Reproduce the passage of the article on Miami International Airport workers that begins at the words "But many airport" and stops after "in extreme conditions.", swapping "terminals" for "concourses".

Excerpt to read: Begin

MIAMI (CBSMiami) – Every year more than 45 million people pass through Miami International Airport.

No other entity in the State of Florida produces more revenue than MIA – not even Disney World can touch the $31 billion the airport generates a year.

But many airport workers do not share in that wealth. Just beyond those newly remodeled steel and glass terminals, thousands of workers toil in extreme conditions.

Many employees struggle to survive in low wage jobs.

“I have co-workers who are on public assistance,” said James McKnight, who works for Envoy, a subsidiary of American Airlines. “Then the more I started talking to people sure enough I found out I do have co-workers who sleep in their cars in the employee parking lot and I’m like how is that possible.”

With a starting pay of $9.48 an hour – and hours often limited to 30 or less per week – it is not unusual for Envoy employees to make as little as $15,000 to $18,000 a year.

Excerpt to read: End
Material provided: Begin

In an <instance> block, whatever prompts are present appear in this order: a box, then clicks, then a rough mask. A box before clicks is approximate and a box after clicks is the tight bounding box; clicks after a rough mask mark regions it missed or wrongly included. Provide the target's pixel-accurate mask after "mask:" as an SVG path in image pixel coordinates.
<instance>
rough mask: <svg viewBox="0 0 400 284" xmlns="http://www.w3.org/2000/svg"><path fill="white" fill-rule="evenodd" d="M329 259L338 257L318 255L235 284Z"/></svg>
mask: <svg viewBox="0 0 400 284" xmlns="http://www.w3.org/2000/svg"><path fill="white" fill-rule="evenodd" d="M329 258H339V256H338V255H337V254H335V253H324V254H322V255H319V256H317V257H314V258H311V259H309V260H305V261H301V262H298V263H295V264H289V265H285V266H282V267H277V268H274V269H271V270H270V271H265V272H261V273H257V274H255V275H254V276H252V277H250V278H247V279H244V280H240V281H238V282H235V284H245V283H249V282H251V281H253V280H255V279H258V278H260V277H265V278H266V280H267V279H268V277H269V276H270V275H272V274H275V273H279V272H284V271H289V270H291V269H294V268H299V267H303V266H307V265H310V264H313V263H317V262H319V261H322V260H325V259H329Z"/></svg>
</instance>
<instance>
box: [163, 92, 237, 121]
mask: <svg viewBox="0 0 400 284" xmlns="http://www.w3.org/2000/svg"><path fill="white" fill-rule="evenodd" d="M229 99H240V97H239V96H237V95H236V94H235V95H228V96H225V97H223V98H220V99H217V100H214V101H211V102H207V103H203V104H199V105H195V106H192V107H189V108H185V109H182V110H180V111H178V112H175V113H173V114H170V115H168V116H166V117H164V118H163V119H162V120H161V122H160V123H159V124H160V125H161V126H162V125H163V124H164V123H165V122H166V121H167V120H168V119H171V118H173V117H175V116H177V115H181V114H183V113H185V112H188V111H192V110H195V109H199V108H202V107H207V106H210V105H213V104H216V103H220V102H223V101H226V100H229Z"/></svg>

Material provided: End

-- Result --
But many airport workers do not share in that wealth. Just beyond those newly remodeled steel and glass concourses, thousands of workers toil in extreme conditions.